Dataset entries:
##############################

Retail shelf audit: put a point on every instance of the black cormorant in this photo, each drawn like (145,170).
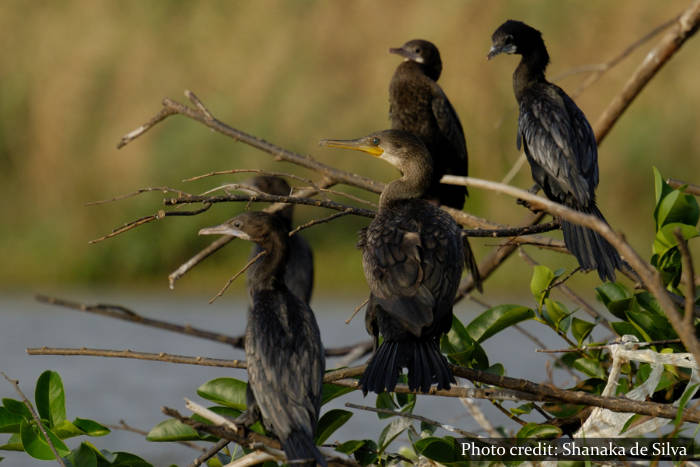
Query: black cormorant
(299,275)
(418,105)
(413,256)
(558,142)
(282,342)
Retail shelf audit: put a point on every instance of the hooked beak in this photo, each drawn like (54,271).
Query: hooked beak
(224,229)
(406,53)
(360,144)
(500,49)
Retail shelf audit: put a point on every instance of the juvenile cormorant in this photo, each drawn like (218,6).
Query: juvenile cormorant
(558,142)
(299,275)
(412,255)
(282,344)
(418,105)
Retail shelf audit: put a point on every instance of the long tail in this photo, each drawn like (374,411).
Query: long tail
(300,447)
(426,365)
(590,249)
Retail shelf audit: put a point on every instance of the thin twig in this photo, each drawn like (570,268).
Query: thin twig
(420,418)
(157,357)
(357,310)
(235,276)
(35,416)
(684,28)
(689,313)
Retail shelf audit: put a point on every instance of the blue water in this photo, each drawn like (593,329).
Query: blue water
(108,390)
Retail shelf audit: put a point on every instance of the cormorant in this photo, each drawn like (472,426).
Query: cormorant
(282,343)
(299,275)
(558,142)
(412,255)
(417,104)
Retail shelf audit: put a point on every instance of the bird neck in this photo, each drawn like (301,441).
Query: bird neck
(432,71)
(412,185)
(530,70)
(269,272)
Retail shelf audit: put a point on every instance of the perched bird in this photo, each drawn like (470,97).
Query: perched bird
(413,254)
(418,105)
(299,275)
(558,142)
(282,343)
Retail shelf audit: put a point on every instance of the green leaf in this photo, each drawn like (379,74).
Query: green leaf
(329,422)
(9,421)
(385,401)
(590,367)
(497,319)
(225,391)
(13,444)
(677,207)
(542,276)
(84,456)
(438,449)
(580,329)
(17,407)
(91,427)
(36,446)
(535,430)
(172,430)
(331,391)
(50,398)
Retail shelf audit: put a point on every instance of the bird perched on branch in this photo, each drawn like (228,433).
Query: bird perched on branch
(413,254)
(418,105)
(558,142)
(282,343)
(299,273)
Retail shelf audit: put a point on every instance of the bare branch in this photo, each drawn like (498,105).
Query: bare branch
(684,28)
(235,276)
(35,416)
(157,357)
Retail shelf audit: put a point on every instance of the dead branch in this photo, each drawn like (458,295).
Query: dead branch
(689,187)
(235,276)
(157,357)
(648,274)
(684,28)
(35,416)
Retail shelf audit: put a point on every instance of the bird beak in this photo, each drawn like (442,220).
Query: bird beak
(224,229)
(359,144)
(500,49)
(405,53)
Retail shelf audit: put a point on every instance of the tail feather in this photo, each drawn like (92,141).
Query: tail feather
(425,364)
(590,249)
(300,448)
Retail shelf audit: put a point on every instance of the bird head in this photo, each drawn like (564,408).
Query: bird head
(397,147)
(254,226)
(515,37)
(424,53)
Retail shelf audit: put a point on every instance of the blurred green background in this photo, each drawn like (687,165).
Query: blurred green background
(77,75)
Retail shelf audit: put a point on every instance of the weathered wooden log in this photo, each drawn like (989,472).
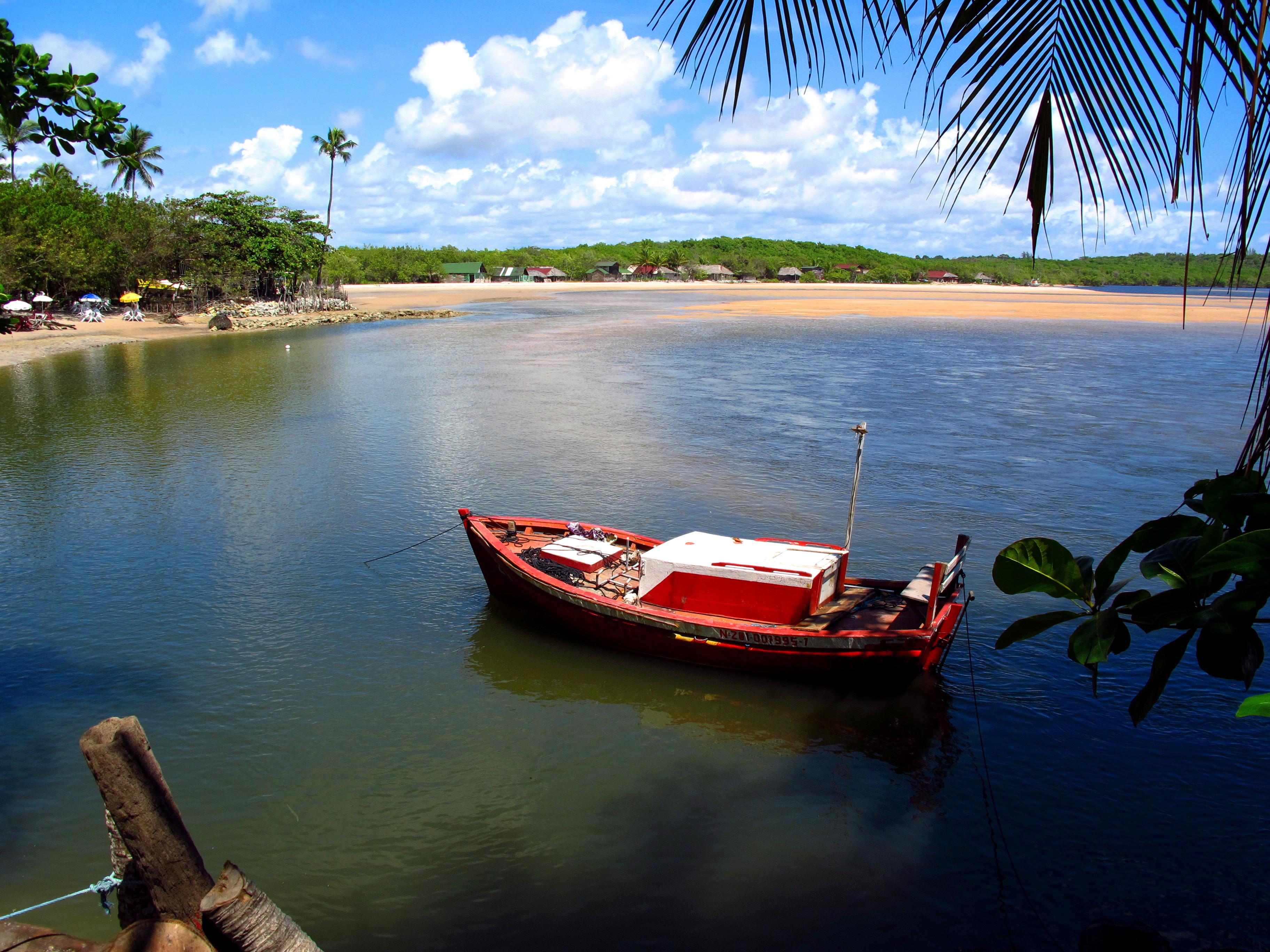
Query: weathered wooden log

##############################

● WORK TO COMPLETE: Output a precise copy of the entries, leaving the images out.

● ANSWER BOX:
Retail shelf audit: put a point on every instance of the black cormorant in this photo, each drawn like (145,170).
Query: black cormorant
(299,275)
(418,105)
(413,256)
(558,142)
(282,342)
Retail shelf audit: put a point on every instance of the hooked beak in this photo, each drawn like (54,271).
Query: hooked beak
(224,229)
(406,53)
(360,144)
(500,49)
Retail shelf audit: put a point on every instance of the juvenile cormorant in this photo, each drawn like (218,6).
Query: juvenile cormorant
(558,142)
(299,275)
(412,255)
(282,344)
(418,105)
Retail shelf audit: put a point on every instance of the long tail in this photo, each drawn like (374,411).
Query: long tail
(300,447)
(426,365)
(590,249)
Retail shelf audit: put a point on every instance of the thin twig in this photo, each drawn like (570,268).
Query: thin twig
(420,418)
(157,357)
(357,310)
(235,276)
(35,416)
(684,28)
(689,313)
Retail shelf audit: put a point on every instance of the blue water in this photo, each drawn like (593,329).
Query: blue water
(108,390)
Retail shelf audit: put a point on every instance of the cormorant in this photo, each drawn like (472,426).
Query: cormorant
(282,343)
(299,275)
(558,142)
(412,255)
(417,104)
Retail shelf audit: put a point on every instance of the bird neck in this photo, each drawn like (301,441).
Query: bird neck
(432,71)
(412,185)
(530,70)
(269,272)
Retail shelf audit: put a point on every instance of the perched bird in this photo, each drawn like (470,97).
Query: perched bird
(413,254)
(418,105)
(299,275)
(558,142)
(282,343)
Retail shelf audit: put a point on every instance of the green leaf in this photo, each drawn like (379,74).
Query: green leaf
(329,422)
(9,421)
(385,401)
(590,367)
(497,319)
(225,391)
(13,444)
(677,207)
(542,276)
(84,456)
(438,449)
(580,329)
(17,407)
(91,427)
(36,446)
(535,430)
(172,430)
(331,391)
(50,398)
Retail shelf audit: put a point on every instance of the bird perched on branch in this photo, each drawn like (228,433).
Query: bird perched on branch
(413,254)
(418,105)
(558,142)
(282,343)
(299,273)
Retail shelf audit: put a point on every instance of the bare branch in this photo, each drawn like (498,105).
Query: bare branch
(684,28)
(235,276)
(35,416)
(157,357)
Retail shelf audit: put a point on every instance of the dead branch in this photo, each drawn like (458,295).
Query: dead branch
(689,187)
(235,276)
(157,357)
(648,274)
(684,28)
(35,416)
Retail shelf audit: put a point on every instance of the bird beak in this photo, each drawn like (442,220).
Query: bird beak
(224,229)
(359,144)
(500,49)
(405,53)
Retail shelf audit: put a point on every instance of the tail feather in this photo, each drawn like (92,141).
Query: tail feather
(425,364)
(590,249)
(300,448)
Retail shelf audit: put a point on every instance of the bird head in this photo, each drawn like (564,408).
Query: bird head
(397,147)
(254,226)
(515,37)
(424,53)
Retail shelf audit: put a point on every instance of the blurred green background in this photo, each drawn like (687,165).
Query: blurred green background
(77,75)
Retail shelf audit: put a point on every instance of the weathered wooden log in this photo, each drawn like (989,472).
Query: weathered wooden log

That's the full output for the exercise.